→ **Work required**:
Would you copy all lines in the data that contain the word "collar"?

→ **Referring expression pointing data**:
○ ○ ○ ○ ○ ○ ○

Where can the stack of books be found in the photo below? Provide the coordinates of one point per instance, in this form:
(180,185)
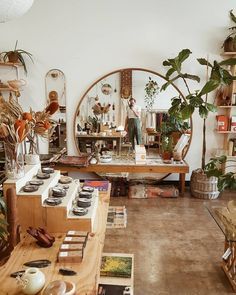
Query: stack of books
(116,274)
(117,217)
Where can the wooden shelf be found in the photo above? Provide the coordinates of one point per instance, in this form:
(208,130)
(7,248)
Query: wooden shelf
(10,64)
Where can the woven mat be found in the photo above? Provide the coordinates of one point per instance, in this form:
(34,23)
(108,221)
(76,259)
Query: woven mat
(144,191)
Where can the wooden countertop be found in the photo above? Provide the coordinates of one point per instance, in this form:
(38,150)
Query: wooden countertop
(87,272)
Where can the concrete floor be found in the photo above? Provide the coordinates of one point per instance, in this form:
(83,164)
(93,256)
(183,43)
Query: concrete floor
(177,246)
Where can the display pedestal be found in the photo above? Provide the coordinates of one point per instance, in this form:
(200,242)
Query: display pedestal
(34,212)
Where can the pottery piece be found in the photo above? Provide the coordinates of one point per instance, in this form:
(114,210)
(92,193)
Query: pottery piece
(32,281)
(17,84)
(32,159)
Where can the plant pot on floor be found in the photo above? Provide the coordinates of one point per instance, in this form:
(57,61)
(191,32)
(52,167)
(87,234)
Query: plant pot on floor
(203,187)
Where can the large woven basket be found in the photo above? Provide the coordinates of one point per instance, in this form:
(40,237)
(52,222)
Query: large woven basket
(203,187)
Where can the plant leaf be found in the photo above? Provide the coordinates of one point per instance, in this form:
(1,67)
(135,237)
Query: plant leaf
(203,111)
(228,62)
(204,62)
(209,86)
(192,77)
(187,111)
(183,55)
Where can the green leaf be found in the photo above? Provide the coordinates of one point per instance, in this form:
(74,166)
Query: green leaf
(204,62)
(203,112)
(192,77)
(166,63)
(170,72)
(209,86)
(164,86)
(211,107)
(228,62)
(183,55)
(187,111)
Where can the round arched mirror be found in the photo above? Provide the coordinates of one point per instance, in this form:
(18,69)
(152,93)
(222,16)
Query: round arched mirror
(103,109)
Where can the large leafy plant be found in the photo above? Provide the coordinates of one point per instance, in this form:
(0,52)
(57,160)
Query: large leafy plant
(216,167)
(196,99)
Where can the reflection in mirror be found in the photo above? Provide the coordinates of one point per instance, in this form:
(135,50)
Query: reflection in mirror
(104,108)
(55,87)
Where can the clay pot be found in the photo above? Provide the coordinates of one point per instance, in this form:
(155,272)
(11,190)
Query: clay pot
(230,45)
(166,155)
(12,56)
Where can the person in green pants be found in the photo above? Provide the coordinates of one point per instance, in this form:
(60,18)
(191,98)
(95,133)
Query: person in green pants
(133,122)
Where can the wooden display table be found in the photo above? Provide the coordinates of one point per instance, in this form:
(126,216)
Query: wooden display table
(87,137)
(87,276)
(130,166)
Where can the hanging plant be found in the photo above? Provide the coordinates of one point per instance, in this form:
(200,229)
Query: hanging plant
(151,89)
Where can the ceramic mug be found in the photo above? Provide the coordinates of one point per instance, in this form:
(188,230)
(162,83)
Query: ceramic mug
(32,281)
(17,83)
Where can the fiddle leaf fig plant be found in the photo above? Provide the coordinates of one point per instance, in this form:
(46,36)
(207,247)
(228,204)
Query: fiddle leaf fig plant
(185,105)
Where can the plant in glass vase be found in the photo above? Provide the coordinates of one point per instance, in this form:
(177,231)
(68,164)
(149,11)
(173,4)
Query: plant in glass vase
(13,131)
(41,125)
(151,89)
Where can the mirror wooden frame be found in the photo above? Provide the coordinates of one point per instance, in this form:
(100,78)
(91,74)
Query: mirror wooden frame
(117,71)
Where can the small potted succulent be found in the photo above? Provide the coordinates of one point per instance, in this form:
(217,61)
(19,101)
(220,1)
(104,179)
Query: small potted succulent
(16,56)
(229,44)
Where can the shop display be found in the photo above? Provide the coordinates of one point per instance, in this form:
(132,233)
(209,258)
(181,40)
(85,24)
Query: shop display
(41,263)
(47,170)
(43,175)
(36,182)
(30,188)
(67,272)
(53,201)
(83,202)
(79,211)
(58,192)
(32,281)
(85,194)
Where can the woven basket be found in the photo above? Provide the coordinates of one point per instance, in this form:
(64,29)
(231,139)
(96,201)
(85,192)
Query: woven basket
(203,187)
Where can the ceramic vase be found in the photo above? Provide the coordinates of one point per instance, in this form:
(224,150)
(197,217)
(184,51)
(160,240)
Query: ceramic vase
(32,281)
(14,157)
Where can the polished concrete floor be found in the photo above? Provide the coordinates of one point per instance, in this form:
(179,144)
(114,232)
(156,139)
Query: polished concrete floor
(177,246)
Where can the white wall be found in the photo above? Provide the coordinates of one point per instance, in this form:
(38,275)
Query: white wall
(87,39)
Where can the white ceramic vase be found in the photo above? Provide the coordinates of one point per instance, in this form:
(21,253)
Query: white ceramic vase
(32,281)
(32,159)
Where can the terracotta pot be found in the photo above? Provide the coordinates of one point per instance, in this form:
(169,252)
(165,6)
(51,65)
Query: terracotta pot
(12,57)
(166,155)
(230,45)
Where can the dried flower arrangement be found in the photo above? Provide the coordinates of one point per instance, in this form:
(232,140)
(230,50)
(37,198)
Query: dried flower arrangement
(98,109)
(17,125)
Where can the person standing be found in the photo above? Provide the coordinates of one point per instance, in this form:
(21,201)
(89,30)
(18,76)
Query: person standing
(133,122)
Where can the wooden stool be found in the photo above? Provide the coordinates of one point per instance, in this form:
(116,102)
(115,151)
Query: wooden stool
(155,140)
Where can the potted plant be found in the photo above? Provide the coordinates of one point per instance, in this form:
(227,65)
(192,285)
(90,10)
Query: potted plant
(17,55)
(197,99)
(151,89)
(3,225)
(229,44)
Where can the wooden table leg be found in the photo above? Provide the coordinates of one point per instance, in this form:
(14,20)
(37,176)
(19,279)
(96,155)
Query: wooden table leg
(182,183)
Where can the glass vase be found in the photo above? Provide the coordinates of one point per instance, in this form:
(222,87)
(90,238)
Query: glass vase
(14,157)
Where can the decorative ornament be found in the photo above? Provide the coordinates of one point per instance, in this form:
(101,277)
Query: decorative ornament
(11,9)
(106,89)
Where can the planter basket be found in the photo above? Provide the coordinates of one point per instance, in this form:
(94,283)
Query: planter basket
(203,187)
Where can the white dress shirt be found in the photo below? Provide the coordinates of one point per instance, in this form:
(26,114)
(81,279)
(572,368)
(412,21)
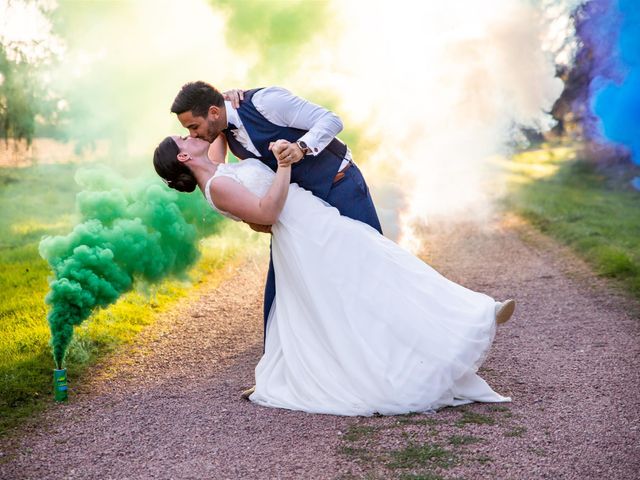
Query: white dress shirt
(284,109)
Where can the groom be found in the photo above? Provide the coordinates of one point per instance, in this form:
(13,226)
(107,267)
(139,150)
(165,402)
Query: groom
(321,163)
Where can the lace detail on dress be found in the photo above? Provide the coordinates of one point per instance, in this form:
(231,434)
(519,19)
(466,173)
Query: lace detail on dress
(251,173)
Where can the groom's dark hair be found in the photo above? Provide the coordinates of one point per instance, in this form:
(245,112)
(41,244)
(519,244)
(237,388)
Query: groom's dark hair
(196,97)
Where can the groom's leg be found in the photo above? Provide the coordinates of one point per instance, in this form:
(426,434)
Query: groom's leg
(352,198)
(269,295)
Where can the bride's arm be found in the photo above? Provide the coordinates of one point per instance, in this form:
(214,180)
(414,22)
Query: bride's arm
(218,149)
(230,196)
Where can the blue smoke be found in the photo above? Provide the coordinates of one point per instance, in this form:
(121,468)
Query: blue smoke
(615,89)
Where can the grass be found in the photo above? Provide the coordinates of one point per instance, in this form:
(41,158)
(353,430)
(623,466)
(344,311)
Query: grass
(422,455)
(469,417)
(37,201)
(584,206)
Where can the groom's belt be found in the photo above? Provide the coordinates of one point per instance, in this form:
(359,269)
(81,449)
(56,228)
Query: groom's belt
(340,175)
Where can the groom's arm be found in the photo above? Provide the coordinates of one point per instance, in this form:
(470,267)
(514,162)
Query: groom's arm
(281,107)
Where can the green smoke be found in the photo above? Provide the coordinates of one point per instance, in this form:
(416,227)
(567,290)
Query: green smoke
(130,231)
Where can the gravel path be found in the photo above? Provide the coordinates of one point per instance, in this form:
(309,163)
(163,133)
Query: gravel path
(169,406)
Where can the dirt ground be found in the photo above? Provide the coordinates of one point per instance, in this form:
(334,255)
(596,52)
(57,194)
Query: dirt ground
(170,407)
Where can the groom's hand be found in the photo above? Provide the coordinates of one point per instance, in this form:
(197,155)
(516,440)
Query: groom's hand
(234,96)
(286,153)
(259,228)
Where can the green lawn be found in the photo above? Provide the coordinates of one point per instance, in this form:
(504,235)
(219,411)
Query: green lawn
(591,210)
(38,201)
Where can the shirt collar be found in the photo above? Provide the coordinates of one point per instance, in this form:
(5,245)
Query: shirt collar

○ ○ ○ ○ ○ ○ ○

→ **Final answer**:
Where can the shirt collar be found in the photo above? Provide the coordinates of one point per instance, in this form:
Query: shirt collar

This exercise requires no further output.